··· RECORD SET

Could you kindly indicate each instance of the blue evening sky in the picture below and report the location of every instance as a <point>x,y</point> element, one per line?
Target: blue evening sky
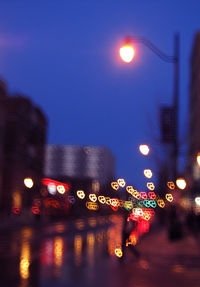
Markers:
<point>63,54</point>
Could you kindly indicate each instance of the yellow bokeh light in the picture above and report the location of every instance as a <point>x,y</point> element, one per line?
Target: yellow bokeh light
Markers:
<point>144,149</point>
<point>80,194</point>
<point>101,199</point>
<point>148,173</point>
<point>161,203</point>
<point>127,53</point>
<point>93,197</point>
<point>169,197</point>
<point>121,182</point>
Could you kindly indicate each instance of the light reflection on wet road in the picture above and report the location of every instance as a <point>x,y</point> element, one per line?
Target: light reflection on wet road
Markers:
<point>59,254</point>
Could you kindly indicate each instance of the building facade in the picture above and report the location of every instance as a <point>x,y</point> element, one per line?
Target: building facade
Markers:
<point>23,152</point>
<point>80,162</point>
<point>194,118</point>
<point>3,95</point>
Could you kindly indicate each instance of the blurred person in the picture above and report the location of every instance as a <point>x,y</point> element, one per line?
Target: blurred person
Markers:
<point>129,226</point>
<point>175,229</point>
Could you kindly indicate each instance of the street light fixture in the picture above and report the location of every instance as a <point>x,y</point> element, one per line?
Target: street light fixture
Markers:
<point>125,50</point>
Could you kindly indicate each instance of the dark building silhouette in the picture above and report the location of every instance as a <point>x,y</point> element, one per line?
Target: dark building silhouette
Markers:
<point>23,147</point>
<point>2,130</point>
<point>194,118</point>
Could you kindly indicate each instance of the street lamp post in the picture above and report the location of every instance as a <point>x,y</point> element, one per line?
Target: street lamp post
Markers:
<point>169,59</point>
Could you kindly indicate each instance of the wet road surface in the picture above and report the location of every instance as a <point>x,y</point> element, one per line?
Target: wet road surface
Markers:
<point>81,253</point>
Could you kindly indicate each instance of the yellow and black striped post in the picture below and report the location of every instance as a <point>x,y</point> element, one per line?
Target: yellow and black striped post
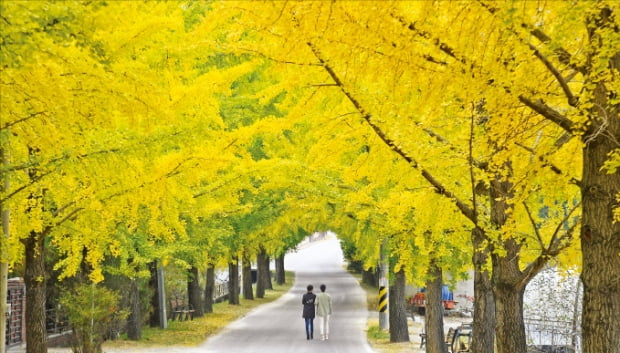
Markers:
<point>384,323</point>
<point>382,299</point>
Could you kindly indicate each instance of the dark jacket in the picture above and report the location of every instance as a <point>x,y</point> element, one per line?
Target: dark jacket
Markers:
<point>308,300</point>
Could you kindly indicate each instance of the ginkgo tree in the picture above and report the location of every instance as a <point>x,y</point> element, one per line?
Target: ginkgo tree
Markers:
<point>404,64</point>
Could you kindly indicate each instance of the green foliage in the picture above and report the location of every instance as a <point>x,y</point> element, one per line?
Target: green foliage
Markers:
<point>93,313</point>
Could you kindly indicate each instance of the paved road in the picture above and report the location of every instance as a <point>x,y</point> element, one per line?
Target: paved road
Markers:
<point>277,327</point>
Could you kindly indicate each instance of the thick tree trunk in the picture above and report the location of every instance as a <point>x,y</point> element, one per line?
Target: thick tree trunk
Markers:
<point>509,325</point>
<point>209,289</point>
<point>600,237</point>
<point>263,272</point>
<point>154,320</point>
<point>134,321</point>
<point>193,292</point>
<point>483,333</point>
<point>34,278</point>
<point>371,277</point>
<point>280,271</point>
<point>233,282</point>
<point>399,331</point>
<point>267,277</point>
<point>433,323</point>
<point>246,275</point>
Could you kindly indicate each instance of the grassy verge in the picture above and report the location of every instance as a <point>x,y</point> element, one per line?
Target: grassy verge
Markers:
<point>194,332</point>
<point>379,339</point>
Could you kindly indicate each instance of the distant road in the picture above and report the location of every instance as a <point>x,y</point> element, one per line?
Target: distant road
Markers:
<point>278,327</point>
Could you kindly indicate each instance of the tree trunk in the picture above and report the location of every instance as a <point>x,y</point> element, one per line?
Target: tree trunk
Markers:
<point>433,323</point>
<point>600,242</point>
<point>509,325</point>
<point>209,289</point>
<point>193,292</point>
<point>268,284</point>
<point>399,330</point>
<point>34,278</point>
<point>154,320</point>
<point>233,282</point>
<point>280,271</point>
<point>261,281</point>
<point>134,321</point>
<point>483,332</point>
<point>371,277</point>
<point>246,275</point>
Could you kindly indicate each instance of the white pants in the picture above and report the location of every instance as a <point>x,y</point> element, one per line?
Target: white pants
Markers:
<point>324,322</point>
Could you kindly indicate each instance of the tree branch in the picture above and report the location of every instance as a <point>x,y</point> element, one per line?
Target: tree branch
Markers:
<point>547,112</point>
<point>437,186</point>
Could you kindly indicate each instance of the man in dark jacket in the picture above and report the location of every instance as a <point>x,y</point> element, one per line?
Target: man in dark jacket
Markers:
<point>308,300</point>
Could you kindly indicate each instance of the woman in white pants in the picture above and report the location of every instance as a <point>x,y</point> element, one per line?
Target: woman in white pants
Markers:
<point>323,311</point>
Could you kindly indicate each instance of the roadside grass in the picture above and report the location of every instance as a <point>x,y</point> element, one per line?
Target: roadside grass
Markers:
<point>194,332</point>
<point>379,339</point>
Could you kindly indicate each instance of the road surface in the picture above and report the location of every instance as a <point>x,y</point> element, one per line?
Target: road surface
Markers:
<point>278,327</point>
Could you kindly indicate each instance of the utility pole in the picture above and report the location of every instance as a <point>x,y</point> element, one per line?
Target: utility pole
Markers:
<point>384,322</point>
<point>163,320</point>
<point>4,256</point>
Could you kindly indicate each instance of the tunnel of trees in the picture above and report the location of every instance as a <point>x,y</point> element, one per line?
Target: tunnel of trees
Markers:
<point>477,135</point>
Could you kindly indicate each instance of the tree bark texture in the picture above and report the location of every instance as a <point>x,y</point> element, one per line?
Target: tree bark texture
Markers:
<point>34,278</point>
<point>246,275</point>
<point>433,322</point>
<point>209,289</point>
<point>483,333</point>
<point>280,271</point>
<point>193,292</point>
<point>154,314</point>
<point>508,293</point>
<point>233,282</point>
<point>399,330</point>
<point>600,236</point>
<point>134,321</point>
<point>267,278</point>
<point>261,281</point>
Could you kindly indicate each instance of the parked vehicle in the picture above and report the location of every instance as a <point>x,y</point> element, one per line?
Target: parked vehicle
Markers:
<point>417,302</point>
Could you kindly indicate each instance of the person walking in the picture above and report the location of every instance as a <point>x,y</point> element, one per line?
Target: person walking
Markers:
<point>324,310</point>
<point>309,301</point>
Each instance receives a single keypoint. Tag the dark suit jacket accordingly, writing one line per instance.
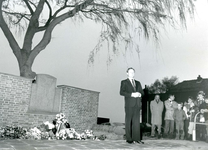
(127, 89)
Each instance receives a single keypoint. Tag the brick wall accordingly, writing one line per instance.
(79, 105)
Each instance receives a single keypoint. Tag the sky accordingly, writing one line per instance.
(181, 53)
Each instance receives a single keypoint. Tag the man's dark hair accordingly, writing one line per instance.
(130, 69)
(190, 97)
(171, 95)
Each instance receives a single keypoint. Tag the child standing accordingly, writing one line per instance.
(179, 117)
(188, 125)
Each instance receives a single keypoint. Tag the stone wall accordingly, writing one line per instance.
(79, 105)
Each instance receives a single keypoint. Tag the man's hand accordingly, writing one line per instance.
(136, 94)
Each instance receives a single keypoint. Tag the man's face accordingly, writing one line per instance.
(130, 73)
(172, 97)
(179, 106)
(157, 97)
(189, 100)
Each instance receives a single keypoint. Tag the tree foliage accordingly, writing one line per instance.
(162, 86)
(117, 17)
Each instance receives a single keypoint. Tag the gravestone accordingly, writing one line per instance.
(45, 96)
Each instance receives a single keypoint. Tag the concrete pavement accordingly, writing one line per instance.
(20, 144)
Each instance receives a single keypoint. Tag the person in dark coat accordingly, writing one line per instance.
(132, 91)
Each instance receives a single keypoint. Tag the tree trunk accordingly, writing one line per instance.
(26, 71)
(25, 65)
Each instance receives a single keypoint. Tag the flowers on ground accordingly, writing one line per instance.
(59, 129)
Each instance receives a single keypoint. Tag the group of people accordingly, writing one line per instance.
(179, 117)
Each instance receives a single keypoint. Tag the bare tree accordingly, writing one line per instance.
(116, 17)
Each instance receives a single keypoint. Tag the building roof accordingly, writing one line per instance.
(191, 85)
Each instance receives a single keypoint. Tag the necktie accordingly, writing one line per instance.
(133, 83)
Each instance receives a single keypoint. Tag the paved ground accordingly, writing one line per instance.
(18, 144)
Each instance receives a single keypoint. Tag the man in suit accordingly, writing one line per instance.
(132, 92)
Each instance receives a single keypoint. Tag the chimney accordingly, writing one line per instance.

······

§ **WHAT IS BEING ASKED**: Convert the lines of the material, from the line with "Each instance receives a single keypoint. Tag the paved" up to and including its last line, into a Markdown table with two columns, Row and Line. Number each line in the Row column, put its text in the Line column, and omit any blank lines.

§ **ANSWER TO THE TASK**:
| Row | Line |
|---|---|
| 1 | Each instance receives a single keypoint. Tag the paved ground accordingly, writing one line per instance. |
| 2 | (18, 144) |
| 3 | Each instance receives a single keypoint. Tag the man in suit accordingly, writing one line per instance. |
| 4 | (132, 92) |
| 5 | Each instance receives a single keypoint. Tag the chimney accordingly, writing one line per instance. |